#### What the exercise asks:
Among the entries, find each line that includes the string "leaf" and list it.

#### Records provided:
=== Begin Enclosure ===

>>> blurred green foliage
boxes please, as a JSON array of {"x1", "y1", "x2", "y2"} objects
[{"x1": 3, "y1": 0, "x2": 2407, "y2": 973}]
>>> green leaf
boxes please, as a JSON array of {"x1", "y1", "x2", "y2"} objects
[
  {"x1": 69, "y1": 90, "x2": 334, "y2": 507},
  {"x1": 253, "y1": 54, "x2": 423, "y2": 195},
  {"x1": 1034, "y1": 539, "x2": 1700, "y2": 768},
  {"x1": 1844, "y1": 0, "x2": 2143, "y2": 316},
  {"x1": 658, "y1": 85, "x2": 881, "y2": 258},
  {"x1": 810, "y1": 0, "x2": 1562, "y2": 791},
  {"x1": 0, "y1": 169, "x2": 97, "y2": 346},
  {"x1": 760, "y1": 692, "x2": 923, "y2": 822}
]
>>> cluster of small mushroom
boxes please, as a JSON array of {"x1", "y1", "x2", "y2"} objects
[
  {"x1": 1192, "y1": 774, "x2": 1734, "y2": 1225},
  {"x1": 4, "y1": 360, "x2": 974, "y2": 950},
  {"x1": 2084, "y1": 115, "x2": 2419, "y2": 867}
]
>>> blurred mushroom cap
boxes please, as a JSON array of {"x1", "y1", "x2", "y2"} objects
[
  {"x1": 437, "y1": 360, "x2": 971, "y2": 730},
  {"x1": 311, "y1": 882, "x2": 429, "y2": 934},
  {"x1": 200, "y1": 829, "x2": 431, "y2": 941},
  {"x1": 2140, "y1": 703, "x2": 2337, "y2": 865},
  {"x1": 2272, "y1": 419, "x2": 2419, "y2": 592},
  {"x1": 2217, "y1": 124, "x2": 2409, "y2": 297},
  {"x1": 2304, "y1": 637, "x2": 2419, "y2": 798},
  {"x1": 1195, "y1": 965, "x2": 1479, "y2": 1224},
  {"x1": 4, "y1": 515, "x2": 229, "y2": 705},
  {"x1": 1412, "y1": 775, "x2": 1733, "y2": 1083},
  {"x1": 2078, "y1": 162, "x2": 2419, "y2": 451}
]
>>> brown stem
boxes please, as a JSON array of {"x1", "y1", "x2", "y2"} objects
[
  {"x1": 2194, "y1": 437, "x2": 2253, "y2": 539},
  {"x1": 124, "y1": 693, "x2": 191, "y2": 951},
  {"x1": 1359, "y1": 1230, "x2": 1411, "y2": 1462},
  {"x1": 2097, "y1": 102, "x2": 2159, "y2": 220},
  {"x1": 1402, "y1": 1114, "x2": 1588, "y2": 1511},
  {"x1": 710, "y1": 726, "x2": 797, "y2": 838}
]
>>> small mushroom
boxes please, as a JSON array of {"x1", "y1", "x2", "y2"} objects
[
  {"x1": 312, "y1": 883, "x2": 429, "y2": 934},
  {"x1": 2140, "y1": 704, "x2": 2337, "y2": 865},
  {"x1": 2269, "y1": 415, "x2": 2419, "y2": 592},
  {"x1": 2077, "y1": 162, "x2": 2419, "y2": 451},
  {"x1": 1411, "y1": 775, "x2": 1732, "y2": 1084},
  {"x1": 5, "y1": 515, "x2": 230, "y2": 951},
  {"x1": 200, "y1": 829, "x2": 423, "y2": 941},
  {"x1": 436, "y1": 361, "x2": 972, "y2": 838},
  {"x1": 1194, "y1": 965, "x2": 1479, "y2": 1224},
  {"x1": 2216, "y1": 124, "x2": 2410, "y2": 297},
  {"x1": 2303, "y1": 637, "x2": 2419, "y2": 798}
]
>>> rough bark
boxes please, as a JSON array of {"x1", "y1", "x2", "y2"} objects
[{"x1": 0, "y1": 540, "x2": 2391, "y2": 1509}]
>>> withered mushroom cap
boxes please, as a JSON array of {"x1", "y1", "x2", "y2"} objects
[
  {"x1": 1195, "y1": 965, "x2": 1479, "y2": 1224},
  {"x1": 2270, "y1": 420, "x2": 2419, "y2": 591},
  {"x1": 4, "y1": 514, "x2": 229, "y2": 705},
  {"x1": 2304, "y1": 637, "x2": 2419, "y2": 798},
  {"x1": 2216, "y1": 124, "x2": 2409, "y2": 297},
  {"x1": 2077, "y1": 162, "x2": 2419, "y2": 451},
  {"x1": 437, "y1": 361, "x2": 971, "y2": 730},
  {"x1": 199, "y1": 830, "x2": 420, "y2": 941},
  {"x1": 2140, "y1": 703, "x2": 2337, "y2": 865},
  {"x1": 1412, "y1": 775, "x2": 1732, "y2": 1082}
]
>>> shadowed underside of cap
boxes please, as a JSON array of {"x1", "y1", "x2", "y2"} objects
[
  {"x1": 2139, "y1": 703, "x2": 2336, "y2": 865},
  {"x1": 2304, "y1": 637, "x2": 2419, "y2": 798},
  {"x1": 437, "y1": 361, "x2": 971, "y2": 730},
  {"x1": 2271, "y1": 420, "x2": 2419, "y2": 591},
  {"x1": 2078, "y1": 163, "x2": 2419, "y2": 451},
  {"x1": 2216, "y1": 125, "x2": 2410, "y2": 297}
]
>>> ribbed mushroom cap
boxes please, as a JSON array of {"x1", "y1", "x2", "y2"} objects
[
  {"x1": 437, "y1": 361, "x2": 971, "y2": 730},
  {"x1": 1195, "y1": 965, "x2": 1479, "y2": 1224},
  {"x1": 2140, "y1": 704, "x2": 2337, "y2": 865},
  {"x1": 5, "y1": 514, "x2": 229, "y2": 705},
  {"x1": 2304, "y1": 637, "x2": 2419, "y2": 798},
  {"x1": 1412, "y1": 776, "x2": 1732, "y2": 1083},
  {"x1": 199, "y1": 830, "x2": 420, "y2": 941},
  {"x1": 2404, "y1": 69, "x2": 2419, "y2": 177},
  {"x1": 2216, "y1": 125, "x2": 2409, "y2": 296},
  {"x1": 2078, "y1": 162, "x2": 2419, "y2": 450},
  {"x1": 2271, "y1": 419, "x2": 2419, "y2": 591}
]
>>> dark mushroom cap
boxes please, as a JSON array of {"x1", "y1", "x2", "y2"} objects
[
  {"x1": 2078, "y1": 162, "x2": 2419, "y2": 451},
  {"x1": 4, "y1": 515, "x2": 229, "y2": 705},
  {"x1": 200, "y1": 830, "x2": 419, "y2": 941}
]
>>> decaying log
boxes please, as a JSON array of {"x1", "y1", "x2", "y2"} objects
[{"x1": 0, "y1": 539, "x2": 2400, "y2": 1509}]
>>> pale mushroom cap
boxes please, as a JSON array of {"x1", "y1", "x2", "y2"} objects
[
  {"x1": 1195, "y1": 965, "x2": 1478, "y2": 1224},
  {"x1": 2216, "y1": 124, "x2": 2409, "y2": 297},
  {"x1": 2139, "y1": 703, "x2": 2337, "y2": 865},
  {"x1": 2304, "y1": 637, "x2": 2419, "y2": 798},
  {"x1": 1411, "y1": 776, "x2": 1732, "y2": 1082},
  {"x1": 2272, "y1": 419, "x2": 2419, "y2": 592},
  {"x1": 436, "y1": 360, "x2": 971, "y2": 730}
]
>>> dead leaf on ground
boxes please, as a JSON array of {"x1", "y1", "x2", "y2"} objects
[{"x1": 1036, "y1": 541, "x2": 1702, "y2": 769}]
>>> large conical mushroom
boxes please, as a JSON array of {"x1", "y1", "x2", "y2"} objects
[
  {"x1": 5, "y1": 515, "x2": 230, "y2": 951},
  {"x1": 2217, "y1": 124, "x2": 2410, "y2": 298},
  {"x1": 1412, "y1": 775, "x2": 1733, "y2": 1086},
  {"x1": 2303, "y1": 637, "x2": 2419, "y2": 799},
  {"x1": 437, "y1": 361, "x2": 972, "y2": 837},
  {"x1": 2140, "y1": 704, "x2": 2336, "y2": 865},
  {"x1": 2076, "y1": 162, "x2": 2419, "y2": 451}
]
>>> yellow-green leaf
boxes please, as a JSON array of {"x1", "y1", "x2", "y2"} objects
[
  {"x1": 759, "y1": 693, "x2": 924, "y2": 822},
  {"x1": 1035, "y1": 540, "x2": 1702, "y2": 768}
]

=== End Enclosure ===

#### Reply to the exercise:
>>> green leaf
>>> dead leaf on ground
>>> yellow-green leaf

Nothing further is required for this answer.